■ **Exercise task**
List every line below that contains the word "down", copying each such line in full.

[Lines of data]
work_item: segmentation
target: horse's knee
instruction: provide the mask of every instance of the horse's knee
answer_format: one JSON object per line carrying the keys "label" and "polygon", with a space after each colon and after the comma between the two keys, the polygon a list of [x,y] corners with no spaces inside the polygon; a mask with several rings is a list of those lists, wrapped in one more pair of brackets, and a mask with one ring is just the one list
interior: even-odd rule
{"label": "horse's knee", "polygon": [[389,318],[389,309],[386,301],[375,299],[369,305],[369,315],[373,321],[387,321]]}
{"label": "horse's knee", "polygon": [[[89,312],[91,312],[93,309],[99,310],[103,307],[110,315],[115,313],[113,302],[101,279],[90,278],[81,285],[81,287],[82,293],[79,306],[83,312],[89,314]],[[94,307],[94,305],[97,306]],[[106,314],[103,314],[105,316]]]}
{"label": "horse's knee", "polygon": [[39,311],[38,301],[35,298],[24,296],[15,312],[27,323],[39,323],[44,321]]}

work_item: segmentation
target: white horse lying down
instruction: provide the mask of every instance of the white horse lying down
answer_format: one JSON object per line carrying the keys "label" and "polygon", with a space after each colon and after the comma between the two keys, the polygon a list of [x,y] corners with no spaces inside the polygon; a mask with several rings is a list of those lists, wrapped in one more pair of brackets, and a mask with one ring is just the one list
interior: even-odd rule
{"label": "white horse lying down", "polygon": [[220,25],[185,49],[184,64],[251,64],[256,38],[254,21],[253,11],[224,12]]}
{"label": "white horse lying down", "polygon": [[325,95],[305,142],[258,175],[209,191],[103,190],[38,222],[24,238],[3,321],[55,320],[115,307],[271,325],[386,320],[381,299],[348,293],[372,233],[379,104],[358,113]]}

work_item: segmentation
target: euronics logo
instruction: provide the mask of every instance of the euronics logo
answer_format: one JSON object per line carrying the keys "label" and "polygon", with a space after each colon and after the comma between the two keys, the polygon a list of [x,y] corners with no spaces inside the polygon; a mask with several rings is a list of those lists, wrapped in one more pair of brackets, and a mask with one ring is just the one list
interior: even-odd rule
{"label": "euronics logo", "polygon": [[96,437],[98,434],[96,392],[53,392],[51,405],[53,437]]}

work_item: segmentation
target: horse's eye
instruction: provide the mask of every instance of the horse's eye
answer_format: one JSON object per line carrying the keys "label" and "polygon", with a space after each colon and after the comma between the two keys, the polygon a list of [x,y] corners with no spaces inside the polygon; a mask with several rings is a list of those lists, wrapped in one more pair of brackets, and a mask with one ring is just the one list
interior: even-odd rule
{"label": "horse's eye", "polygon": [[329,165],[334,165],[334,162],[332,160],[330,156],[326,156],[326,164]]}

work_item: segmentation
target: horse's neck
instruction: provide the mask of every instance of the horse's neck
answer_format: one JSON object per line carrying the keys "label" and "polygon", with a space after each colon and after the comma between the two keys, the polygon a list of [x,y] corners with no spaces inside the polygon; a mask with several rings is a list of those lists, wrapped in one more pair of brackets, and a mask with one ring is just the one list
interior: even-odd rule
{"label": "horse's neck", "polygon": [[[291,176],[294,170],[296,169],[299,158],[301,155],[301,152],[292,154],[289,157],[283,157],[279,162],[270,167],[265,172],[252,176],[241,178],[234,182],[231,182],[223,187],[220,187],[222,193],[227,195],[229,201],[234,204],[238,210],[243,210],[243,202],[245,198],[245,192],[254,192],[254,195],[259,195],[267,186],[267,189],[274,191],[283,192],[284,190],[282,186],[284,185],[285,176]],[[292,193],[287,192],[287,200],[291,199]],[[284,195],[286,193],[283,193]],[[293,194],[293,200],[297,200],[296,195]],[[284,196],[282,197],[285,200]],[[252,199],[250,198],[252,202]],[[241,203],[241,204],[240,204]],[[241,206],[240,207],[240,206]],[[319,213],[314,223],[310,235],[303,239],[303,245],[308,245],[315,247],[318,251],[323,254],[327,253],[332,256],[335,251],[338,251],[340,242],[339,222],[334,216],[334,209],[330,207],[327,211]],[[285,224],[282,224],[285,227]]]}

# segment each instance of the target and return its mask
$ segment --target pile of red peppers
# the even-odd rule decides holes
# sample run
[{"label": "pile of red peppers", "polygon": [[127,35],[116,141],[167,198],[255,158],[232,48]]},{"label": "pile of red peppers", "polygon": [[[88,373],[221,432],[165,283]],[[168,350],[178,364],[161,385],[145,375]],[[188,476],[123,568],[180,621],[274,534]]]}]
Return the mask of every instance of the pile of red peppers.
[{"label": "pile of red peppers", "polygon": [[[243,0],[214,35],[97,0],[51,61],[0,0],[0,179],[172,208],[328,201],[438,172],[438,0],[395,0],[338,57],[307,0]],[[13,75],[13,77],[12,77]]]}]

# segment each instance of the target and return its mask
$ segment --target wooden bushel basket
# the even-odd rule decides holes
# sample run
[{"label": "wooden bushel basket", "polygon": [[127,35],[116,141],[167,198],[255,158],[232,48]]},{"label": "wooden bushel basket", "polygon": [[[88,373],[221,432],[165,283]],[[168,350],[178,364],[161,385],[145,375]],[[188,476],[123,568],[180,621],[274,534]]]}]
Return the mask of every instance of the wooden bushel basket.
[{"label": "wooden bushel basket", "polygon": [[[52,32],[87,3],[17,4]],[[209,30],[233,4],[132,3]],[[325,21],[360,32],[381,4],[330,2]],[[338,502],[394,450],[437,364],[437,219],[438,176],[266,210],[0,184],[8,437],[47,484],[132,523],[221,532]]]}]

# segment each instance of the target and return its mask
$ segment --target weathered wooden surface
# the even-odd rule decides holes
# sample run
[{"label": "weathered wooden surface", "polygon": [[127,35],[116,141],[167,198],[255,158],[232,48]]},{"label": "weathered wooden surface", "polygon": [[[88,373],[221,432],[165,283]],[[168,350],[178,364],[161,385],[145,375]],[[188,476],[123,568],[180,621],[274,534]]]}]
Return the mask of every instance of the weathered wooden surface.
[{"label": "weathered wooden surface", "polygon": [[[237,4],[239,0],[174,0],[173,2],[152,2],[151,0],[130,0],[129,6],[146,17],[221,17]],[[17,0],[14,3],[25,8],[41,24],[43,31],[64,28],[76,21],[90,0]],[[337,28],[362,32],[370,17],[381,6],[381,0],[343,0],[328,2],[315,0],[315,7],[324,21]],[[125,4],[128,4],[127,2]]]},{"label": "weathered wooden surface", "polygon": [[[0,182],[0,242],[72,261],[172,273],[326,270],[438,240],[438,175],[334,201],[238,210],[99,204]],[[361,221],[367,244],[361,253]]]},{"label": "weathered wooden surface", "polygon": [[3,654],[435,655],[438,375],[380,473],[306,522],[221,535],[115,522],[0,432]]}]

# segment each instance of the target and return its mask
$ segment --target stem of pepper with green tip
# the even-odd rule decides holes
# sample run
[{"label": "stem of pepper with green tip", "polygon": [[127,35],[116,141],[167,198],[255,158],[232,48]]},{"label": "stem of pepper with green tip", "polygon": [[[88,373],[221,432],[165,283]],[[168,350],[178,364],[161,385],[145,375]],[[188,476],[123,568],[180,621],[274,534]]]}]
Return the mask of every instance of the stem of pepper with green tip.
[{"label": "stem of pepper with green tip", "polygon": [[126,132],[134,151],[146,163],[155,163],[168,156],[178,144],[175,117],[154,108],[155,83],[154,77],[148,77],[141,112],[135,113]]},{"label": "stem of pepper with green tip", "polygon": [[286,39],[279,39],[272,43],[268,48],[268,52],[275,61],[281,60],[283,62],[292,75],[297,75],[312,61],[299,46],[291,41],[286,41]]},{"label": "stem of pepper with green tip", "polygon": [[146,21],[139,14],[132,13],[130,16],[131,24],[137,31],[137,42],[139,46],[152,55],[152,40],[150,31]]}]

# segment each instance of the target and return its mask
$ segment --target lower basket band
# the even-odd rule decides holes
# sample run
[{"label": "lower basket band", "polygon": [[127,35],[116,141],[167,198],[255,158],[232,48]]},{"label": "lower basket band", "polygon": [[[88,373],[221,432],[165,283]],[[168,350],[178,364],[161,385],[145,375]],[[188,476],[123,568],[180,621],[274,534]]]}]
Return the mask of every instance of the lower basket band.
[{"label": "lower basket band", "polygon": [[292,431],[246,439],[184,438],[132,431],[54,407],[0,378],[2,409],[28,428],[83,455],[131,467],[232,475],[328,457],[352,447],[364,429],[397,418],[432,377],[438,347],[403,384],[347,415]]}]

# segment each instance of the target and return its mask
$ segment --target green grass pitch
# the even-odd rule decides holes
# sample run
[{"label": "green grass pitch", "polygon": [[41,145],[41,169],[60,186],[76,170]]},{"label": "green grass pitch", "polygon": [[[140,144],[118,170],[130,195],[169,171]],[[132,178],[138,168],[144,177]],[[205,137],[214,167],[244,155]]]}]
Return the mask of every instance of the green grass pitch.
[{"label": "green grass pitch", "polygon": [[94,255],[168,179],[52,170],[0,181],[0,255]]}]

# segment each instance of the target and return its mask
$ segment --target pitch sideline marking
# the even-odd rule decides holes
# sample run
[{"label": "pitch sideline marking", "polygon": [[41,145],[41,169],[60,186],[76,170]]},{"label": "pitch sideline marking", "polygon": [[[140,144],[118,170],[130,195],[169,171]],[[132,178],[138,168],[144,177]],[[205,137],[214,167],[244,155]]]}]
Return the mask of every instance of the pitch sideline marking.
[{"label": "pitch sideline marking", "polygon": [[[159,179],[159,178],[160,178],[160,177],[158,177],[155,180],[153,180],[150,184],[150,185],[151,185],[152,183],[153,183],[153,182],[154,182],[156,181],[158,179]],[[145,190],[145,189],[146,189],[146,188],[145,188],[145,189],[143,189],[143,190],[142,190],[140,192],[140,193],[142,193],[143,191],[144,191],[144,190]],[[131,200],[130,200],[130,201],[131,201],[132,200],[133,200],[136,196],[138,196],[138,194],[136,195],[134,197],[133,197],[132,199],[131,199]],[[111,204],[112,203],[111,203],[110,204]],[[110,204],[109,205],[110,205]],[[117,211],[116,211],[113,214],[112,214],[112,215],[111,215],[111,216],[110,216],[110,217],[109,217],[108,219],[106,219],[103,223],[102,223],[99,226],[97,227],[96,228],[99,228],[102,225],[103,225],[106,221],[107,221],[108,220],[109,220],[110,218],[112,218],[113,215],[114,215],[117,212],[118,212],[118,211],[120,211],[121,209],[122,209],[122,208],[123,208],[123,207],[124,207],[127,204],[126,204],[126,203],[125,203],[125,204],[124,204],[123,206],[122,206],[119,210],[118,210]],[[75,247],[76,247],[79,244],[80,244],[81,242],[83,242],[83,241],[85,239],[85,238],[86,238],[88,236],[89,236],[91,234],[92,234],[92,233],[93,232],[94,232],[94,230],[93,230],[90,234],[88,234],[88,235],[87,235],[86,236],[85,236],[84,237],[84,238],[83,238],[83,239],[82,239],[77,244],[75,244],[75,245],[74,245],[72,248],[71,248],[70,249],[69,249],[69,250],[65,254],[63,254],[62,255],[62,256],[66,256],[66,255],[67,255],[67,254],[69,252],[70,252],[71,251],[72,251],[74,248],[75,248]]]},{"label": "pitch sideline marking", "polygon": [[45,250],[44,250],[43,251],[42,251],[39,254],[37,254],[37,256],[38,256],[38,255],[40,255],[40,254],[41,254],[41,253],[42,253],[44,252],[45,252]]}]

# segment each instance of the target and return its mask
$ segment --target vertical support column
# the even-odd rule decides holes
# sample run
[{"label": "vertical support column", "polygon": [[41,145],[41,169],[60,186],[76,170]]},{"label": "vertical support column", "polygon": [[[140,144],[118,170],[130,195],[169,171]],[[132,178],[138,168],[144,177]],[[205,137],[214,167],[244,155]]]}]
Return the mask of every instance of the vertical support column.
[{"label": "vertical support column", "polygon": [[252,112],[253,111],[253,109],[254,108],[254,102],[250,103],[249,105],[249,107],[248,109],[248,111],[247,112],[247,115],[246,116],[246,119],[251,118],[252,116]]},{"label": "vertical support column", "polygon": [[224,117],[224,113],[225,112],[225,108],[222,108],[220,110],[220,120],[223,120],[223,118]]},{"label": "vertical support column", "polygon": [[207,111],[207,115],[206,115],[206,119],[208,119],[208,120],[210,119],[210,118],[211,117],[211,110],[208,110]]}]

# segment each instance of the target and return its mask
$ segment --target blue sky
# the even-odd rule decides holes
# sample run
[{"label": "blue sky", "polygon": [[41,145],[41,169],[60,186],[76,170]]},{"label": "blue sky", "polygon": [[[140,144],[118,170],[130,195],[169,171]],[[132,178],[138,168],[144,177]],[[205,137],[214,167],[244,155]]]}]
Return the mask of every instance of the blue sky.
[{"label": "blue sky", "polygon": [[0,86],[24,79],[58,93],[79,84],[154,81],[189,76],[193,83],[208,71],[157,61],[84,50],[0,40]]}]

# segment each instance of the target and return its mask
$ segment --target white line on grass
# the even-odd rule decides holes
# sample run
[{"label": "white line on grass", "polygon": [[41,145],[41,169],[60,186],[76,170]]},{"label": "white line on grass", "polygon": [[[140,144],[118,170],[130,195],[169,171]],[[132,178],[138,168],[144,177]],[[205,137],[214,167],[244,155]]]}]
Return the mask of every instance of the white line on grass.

■ **The solution**
target: white horse lying down
instruction: provide the mask of every instance of the white horse lying down
{"label": "white horse lying down", "polygon": [[220,25],[185,49],[184,64],[251,64],[256,38],[254,21],[253,11],[224,12]]}
{"label": "white horse lying down", "polygon": [[325,95],[305,142],[258,175],[209,191],[103,190],[38,222],[24,238],[3,321],[55,320],[115,307],[271,325],[386,320],[381,299],[348,293],[372,233],[379,104],[358,113]]}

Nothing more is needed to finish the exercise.